TASK REQUIREMENTS: Please recast the lines from the line containing "Spot the water in" through the end of the records as a Markdown table, leaving out blank lines. Use the column names Row for the row number and Text for the line.
===== STORED RECORDS
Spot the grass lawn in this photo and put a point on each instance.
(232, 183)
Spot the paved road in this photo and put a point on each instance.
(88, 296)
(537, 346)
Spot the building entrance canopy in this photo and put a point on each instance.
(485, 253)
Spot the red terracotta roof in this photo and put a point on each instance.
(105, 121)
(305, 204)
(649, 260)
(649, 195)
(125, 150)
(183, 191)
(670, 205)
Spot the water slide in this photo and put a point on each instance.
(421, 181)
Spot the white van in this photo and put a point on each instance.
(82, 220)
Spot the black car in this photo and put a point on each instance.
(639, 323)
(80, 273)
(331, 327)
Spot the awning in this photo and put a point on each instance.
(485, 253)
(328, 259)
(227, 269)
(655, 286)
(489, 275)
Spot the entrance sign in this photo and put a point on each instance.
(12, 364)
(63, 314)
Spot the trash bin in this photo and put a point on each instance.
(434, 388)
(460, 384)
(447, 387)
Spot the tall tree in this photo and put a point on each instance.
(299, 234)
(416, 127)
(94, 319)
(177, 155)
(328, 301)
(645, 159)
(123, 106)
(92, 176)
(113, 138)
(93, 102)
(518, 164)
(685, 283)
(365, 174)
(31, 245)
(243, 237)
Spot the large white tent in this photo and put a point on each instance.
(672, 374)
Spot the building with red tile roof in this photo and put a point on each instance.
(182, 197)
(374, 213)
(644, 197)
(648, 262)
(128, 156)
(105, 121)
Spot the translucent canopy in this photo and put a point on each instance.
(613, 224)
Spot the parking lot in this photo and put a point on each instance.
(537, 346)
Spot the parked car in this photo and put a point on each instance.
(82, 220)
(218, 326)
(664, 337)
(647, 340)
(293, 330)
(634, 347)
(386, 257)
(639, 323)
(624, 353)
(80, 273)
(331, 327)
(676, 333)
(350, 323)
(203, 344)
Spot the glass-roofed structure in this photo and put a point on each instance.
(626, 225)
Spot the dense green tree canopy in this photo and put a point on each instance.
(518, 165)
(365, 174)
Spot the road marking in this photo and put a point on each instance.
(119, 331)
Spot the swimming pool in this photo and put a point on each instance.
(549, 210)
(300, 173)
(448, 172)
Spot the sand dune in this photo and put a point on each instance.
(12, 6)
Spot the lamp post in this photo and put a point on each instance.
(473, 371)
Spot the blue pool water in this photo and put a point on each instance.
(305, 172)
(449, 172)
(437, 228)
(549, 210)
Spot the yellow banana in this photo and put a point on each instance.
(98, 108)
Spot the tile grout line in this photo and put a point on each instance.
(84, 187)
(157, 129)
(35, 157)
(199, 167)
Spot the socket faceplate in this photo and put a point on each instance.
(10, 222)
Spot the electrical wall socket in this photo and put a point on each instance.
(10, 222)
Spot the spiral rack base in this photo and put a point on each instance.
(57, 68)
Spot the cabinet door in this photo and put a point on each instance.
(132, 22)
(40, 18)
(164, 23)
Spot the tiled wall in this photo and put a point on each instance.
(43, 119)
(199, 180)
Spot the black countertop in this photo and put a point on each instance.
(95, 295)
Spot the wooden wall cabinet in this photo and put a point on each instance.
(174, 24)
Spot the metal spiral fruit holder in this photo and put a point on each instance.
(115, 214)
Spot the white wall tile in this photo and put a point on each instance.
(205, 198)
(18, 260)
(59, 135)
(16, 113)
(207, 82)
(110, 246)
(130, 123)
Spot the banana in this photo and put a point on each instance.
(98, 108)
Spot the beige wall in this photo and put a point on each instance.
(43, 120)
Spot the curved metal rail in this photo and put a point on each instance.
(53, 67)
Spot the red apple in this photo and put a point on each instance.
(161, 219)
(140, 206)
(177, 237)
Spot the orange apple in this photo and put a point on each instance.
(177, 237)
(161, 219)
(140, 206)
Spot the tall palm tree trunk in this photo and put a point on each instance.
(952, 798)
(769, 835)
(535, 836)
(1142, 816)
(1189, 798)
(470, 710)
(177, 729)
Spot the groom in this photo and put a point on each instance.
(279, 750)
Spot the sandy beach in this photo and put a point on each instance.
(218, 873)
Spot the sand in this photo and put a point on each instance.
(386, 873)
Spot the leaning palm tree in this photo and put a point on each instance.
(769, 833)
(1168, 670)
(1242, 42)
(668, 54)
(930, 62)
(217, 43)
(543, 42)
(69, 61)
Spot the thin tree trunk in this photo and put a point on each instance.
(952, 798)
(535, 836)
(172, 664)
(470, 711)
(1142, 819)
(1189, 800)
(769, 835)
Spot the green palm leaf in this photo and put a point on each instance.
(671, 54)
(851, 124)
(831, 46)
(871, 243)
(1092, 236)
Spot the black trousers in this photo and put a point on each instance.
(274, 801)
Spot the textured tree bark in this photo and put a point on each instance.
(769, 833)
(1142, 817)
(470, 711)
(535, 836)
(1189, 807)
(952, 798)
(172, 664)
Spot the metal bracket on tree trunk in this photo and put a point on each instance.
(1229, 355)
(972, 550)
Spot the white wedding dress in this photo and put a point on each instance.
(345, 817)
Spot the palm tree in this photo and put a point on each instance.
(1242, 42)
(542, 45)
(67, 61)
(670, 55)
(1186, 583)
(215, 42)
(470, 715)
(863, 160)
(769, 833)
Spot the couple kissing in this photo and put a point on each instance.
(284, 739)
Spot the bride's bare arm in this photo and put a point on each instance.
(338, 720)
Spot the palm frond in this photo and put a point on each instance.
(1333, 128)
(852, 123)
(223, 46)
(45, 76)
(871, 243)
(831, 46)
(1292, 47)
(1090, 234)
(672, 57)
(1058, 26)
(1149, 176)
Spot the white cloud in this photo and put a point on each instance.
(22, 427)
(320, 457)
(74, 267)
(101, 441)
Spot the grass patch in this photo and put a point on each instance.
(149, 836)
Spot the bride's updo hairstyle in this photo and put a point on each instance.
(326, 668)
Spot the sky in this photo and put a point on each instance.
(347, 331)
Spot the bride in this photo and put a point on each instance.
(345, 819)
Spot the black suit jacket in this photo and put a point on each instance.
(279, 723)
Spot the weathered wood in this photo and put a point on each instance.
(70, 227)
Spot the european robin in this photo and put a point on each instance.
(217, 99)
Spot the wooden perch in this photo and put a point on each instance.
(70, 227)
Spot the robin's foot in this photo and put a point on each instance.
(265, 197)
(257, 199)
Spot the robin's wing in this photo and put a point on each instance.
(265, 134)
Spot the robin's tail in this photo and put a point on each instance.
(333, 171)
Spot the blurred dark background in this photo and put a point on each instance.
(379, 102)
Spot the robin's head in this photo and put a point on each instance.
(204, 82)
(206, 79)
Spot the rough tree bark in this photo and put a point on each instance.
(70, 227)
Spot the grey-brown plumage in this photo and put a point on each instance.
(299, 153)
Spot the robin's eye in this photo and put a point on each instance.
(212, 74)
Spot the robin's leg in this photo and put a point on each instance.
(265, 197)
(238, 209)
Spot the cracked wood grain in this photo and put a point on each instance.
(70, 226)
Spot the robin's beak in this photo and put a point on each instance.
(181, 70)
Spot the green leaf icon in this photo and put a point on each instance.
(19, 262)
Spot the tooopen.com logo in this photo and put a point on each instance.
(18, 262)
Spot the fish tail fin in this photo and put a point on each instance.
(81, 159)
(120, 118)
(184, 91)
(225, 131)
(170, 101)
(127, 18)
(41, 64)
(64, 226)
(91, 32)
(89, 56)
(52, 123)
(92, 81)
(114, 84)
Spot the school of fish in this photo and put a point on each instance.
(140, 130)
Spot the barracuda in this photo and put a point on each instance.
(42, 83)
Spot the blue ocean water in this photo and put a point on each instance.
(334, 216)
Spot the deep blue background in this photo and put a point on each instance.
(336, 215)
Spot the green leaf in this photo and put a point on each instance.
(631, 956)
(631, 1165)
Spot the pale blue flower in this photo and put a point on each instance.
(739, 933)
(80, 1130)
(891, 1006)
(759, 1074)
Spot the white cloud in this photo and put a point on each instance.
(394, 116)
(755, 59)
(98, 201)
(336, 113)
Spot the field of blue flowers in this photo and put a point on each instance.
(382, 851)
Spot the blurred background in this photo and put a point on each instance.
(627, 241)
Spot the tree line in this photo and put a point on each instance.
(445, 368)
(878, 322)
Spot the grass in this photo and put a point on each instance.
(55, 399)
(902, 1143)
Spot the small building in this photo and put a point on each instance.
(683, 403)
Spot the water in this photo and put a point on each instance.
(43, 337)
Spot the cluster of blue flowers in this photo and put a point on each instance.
==========
WRITTEN ANSWER:
| Row | Text |
|---|---|
| 1 | Spot the water in this photo and put a point on each instance. |
| 2 | (43, 337) |
| 3 | Spot the cluster of blue flowers in this photo and put a point on each instance. |